- About this task -
From the data, return each line holding the word "below".

(Natural language region descriptions)
<<<<
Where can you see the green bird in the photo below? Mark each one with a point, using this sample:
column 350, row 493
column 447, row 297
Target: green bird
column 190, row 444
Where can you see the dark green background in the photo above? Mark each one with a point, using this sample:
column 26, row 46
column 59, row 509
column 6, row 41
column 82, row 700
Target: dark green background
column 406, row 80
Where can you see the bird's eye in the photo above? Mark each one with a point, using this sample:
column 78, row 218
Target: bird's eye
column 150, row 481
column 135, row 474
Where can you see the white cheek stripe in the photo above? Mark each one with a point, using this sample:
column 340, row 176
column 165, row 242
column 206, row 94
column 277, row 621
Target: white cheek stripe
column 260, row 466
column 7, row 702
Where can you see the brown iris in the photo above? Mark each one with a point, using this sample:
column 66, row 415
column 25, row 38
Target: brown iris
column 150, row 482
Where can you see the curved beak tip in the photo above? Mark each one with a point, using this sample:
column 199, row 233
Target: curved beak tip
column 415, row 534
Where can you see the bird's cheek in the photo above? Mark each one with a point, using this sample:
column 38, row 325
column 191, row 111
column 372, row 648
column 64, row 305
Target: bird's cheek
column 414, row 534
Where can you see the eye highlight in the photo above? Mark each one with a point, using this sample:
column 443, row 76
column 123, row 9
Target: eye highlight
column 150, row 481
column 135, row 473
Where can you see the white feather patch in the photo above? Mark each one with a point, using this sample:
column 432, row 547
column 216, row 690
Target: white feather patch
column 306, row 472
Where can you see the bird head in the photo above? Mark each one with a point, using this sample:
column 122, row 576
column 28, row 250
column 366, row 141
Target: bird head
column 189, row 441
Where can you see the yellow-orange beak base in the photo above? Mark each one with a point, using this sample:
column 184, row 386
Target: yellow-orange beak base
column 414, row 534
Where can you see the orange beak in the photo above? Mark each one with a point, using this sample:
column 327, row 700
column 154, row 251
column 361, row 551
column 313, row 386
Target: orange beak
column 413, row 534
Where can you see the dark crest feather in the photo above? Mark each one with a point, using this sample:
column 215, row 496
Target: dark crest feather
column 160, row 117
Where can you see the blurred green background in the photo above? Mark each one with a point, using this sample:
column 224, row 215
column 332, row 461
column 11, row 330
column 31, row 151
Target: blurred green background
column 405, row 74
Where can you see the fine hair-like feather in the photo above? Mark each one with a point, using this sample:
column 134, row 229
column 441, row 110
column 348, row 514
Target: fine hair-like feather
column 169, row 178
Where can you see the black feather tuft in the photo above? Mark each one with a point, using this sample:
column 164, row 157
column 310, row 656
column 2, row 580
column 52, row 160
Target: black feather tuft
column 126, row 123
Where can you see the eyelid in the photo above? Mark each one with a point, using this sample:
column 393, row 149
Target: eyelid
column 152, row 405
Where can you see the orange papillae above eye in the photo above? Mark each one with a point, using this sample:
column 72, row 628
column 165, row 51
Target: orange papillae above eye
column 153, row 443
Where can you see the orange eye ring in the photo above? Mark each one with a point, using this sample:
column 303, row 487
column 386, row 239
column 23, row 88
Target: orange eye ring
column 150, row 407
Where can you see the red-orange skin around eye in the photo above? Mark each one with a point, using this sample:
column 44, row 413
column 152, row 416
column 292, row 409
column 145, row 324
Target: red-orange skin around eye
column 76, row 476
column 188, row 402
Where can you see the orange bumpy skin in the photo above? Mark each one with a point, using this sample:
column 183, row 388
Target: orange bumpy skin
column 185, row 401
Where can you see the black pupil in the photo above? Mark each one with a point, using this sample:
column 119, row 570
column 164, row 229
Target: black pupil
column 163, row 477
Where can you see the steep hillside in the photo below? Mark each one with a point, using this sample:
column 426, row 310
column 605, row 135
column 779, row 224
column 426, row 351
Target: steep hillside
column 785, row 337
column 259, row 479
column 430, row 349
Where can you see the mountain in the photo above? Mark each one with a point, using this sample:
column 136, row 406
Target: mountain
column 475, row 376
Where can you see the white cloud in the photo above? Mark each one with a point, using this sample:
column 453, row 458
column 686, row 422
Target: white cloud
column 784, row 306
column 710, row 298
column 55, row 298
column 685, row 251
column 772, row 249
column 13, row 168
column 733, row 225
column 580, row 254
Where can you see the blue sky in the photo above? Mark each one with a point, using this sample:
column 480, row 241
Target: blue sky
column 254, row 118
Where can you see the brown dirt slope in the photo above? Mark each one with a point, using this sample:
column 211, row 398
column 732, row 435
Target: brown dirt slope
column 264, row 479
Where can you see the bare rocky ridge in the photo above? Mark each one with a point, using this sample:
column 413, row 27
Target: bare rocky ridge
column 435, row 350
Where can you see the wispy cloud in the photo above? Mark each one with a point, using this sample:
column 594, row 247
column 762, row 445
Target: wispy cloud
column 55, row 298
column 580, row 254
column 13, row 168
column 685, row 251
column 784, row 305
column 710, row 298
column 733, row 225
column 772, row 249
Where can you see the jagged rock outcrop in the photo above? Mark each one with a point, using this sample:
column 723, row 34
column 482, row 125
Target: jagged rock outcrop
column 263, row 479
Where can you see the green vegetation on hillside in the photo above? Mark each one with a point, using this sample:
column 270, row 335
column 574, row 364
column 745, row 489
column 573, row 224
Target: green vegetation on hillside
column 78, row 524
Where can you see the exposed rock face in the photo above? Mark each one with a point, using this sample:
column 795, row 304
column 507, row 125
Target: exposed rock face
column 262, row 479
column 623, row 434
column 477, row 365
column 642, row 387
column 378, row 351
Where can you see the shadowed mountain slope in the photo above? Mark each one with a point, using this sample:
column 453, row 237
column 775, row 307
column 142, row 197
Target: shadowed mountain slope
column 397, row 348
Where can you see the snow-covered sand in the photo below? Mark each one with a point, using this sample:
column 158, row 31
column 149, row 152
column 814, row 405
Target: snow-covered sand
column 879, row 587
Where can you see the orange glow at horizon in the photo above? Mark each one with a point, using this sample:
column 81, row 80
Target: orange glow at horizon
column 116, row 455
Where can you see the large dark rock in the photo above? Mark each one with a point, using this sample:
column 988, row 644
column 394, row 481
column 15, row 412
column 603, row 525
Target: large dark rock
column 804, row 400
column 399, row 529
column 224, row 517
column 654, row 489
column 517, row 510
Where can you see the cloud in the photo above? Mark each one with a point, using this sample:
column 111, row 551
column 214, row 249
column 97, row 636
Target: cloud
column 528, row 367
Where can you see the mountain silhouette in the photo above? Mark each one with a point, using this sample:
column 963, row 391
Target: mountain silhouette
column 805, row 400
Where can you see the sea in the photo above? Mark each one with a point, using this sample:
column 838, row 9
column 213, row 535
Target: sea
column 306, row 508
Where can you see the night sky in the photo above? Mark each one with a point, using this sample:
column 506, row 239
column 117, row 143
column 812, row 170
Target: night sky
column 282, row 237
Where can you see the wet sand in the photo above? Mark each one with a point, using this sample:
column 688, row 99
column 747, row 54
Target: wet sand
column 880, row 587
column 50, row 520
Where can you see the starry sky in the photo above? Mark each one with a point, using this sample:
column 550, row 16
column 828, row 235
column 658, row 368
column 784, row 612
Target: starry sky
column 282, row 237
>>>>
- Answer to this problem -
Where can you see the green bird in the photo below? Mark each one with a point, using this sample:
Where can you see the steep hillside in the photo below? Mark each one with a point, using this sample:
Where can you see the snow-covered sand in the photo below? Mark each one with a point, using this sample:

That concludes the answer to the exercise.